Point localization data
━━━━━━

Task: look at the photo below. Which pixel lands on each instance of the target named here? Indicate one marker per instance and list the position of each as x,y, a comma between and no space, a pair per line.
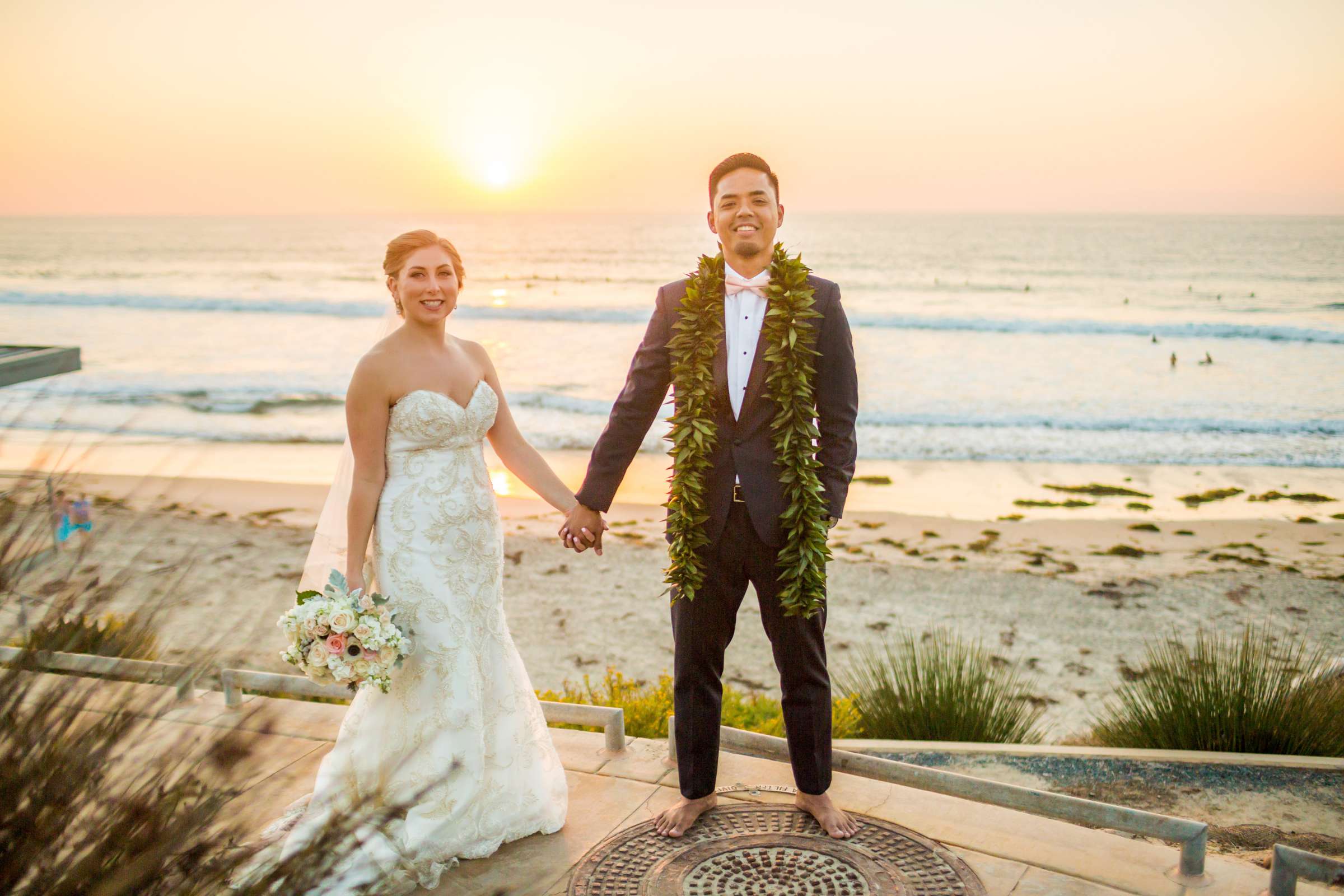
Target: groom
737,533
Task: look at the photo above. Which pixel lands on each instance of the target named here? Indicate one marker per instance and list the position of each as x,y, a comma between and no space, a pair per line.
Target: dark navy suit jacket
744,448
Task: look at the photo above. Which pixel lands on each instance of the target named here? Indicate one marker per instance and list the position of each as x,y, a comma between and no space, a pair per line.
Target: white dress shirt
744,314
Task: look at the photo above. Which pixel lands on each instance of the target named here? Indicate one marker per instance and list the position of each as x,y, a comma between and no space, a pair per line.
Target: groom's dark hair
741,160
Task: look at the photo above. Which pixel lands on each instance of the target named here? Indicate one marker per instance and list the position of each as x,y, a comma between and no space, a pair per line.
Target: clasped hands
582,530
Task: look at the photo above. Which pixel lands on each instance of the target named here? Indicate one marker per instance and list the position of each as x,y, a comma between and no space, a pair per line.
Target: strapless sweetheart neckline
475,390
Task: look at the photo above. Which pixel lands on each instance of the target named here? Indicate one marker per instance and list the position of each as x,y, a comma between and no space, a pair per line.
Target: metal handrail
234,682
1193,836
1289,864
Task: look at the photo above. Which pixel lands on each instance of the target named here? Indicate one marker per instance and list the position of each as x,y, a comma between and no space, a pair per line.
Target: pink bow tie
734,284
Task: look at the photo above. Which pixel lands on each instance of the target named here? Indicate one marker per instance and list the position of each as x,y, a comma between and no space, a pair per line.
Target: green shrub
108,636
939,687
81,817
648,706
1258,692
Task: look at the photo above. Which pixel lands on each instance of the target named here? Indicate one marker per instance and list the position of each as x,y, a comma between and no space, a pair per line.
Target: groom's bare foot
831,817
678,819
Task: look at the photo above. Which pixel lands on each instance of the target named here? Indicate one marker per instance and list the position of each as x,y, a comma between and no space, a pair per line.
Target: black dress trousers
702,631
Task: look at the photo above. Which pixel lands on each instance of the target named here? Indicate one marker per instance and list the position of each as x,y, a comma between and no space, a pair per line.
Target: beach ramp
24,363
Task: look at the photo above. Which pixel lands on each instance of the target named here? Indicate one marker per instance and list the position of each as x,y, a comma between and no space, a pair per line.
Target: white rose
342,621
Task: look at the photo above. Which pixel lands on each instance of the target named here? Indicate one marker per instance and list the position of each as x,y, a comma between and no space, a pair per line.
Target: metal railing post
1289,863
233,693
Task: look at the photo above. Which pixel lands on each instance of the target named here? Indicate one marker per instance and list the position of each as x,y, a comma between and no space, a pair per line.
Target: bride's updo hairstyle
402,246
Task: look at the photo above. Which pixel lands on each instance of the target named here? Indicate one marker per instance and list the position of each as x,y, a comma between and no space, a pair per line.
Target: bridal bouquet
343,637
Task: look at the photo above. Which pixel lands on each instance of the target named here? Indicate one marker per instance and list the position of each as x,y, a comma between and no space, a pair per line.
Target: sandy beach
1047,589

━━━━━━

Omit every image. Quote each record exactly.

Task: look at the photo below. Which pixel lands on each instance of the target named here? Indicate one marker per instance and list the position of each as x,y, a comma between and no space, a pair per line.
Target: groom
737,533
Task: look at the photo above. Which pixel lands on each instance of the target named here? Indicate one marker per instance and list the position of each as x,y, a comma between and no space, a pair per line.
Target: dark navy suit jacket
744,448
Task: look at the photo above. Which pixel lands on each instance of the target named here? Indicate one marker per instance and list the position of each as x,y, a comma between and no space, a pair per line.
Target: white dress shirt
744,314
Task: look at the photo above. Which pixel lands on each instance of the target named here? Indicate one marker per instance and list the position of each as x,y, a comma between and no space, a pair per line.
Target: groom's dark hair
741,160
Task: look at the photo above. Which pixel lands on each instance of the target named here? Indicate one marker per instance and list the position of each as x,y, a comma between and no space, a pair per line.
Target: clasped hands
582,530
Task: look at the photo above. Which pixel lands on each instance of the target named here? Indicate one marker per instance and list the position of each as x,y, a comma between and no space, a pair per line.
Target: strapless sweetheart neckline
475,390
Task: look at the photo above. Which pixel lands on each instance of the target named here? Indicate one marker per instance and list the position of each as x,y, a comma between and no space, a pair per line.
Target: metal handrail
234,682
1193,836
1289,864
Task: look at the photo above. Which pixel lands on each instance of the target named here? Indicate one marker per instance and list the position of each as x,y, a comma between and no space, a pair per line.
Target: pink bow tie
734,284
Task: look at the photo above. Which pixel lands on each instance of the target named here? Indicate one marker per instance and list the position of each as x,y, a comma between and no space, a pair per line.
Target: green shrub
108,636
939,687
81,817
648,706
1258,692
Task: look at the photo above. Which pixel lands on each instance of the target named here? Indicate one marker per instance and list the position of each as x,y, a comma between and no space, a pair per line.
Target: groom's bare foot
831,817
678,819
Task: look at the photo above. Which pixel lands on each instance of the target named here? Indicate one marker per instance and list the position of each as x,y, a comma between and no space, a pair per line.
Target: black dress trousers
702,631
Task: look at the photo above. Which pixel lands on each instance of the target named here? Indicate one marker per instance and list the position of each as x,y, a comma between and no space, a pair per line.
Target: beach ramp
24,363
Task: look at the photo above. Which pixel lands on each instance of the target named here? Indicate one marker per instance and list the position of each as x,y, a comma between and no space, a pair per line.
Target: white rose
342,621
Task: look at the photo above. Which pixel lands on each instance of the target named here? Indicate one marker per instance and list the position of each as x,y, a comma between and no space, a pair per line.
Target: metal railing post
1289,863
233,693
Task: look at the photo above. Which pixel lands on each instance of the target named here? Indicate one marker per instance and list the position of each as x,y, a comma between and no space, a pair per line.
Target: bride's updo hairstyle
402,246
Task: look at the photo above. Which pixel lands on each instance of the target named here? Indicate one marker per instance and list the position of each as x,y, a comma between and no space, a pair per line.
Target: bridal bouquet
343,637
Task: look at the photo above. Which pixel lands on each instance of the target named here? Indicate one marker per instance and list the position of each as x,y, a comma between and no space, a pair per line.
Target: sandy beach
1047,589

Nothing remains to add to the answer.